━━ INPUT DATA
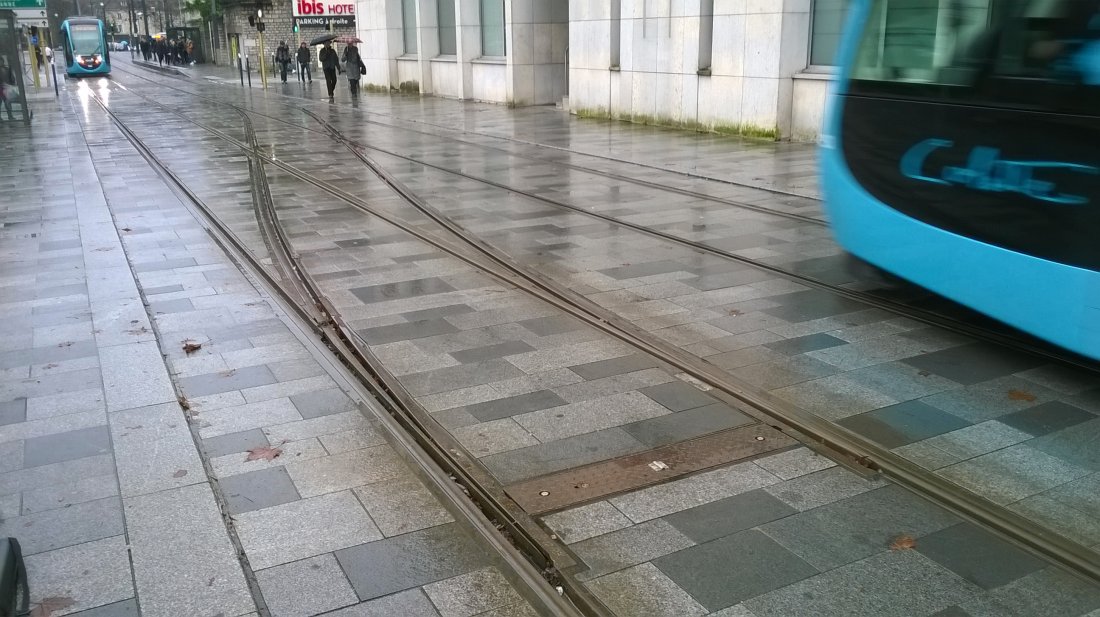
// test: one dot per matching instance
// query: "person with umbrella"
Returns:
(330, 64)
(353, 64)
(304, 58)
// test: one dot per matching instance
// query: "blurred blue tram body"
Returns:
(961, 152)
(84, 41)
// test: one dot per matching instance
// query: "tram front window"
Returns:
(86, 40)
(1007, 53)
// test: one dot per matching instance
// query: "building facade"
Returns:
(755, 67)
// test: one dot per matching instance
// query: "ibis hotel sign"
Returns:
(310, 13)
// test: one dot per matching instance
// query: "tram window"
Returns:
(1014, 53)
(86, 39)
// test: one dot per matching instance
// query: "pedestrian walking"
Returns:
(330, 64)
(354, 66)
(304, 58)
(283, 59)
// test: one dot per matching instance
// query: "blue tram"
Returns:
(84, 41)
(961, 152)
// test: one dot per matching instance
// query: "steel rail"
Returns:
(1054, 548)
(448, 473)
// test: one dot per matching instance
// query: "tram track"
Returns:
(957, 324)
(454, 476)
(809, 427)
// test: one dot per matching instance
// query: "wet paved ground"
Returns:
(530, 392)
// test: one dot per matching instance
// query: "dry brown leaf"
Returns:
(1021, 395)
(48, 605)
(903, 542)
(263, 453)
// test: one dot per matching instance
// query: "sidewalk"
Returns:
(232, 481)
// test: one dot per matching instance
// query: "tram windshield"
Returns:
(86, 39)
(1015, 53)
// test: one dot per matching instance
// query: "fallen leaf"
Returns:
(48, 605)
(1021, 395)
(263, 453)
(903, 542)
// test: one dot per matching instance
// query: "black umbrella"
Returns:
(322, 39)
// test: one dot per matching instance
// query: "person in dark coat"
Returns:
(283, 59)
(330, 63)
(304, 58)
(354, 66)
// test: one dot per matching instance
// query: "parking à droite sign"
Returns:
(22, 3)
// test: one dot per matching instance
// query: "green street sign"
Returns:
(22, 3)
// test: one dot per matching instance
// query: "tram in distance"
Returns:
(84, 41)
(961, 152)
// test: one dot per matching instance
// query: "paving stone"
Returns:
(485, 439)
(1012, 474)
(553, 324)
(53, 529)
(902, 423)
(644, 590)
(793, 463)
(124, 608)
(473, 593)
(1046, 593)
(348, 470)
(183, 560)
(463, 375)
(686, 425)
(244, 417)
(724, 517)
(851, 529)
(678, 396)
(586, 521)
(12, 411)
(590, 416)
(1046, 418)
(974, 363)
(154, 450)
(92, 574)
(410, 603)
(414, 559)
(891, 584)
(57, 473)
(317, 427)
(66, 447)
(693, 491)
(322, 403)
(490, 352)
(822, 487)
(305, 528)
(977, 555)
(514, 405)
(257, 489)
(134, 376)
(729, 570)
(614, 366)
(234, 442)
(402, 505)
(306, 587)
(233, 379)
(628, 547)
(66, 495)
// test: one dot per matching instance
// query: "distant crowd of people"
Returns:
━━━━
Please reproduce the records above exactly, omitting every picture.

-- ANSWER TO THE PROBLEM --
// test: one dot per matching instance
// query: "person with umbrella"
Returns:
(330, 64)
(353, 64)
(304, 58)
// test: one dot per matching instance
// query: "blurred blue tram body"
Returns:
(961, 152)
(84, 41)
// test: one dot per matching instance
// query: "tram front window"
Returns:
(86, 40)
(1007, 53)
// test: one dot per matching instance
// query: "building facade"
Returns:
(755, 67)
// test: one dot per matching instance
// query: "ibis hotel sign"
Returns:
(310, 13)
// test: one dot per matching instance
// query: "tram window"
Returns:
(1014, 53)
(86, 39)
// test: one dot per matching instance
// query: "pedestrian walking"
Returns:
(330, 64)
(354, 66)
(304, 58)
(283, 59)
// test: one dot per matching instance
// query: "blue tram"
Returns:
(84, 41)
(961, 152)
// test: one dot per matching instance
// query: "steel rail"
Returns:
(1054, 548)
(448, 473)
// test: one dot per matching instance
// query: "tram track"
Returns:
(957, 324)
(454, 476)
(809, 427)
// test: one dot per matching instance
// query: "wet paved ground"
Returns:
(530, 392)
// test: one dot per matching instance
// query: "dry brown leaf"
Returns:
(1021, 395)
(48, 605)
(903, 542)
(263, 453)
// test: one dot per matching instance
// query: "sidewalk"
Returns:
(232, 481)
// test: one dot per matching instance
// query: "tram windshield"
Returns:
(86, 39)
(1015, 53)
// test: one dot per matching instance
// query: "fallen leaf"
Returns:
(48, 605)
(1021, 395)
(263, 453)
(903, 542)
// test: one dot per matching instance
// query: "black umbrella"
Returns:
(322, 39)
// test: one dot per matching instance
// query: "person in dark coat"
Returns:
(283, 59)
(330, 63)
(304, 58)
(354, 66)
// test: one dot per matching instance
// query: "parking à droite sign"
Returns:
(22, 3)
// test: one dot per matching instance
// query: "green street sign"
Returns:
(22, 3)
// test: one dot per matching instance
// query: "tram in distance"
Returns:
(84, 41)
(961, 152)
// test: one dot per matching instance
// query: "paving stone"
Returns:
(485, 439)
(1012, 474)
(553, 324)
(53, 529)
(902, 423)
(644, 590)
(793, 463)
(124, 608)
(473, 593)
(1046, 593)
(348, 470)
(183, 560)
(463, 375)
(686, 425)
(244, 417)
(724, 517)
(851, 529)
(678, 396)
(586, 521)
(12, 411)
(590, 416)
(1046, 418)
(974, 363)
(154, 450)
(92, 574)
(410, 603)
(414, 559)
(891, 584)
(57, 473)
(317, 427)
(66, 447)
(693, 491)
(322, 403)
(490, 352)
(822, 487)
(305, 528)
(977, 555)
(514, 405)
(257, 489)
(134, 376)
(729, 570)
(614, 366)
(234, 442)
(402, 505)
(306, 587)
(233, 379)
(628, 547)
(66, 495)
// test: one dot per matching instance
// query: "distant crowd of people"
Returns:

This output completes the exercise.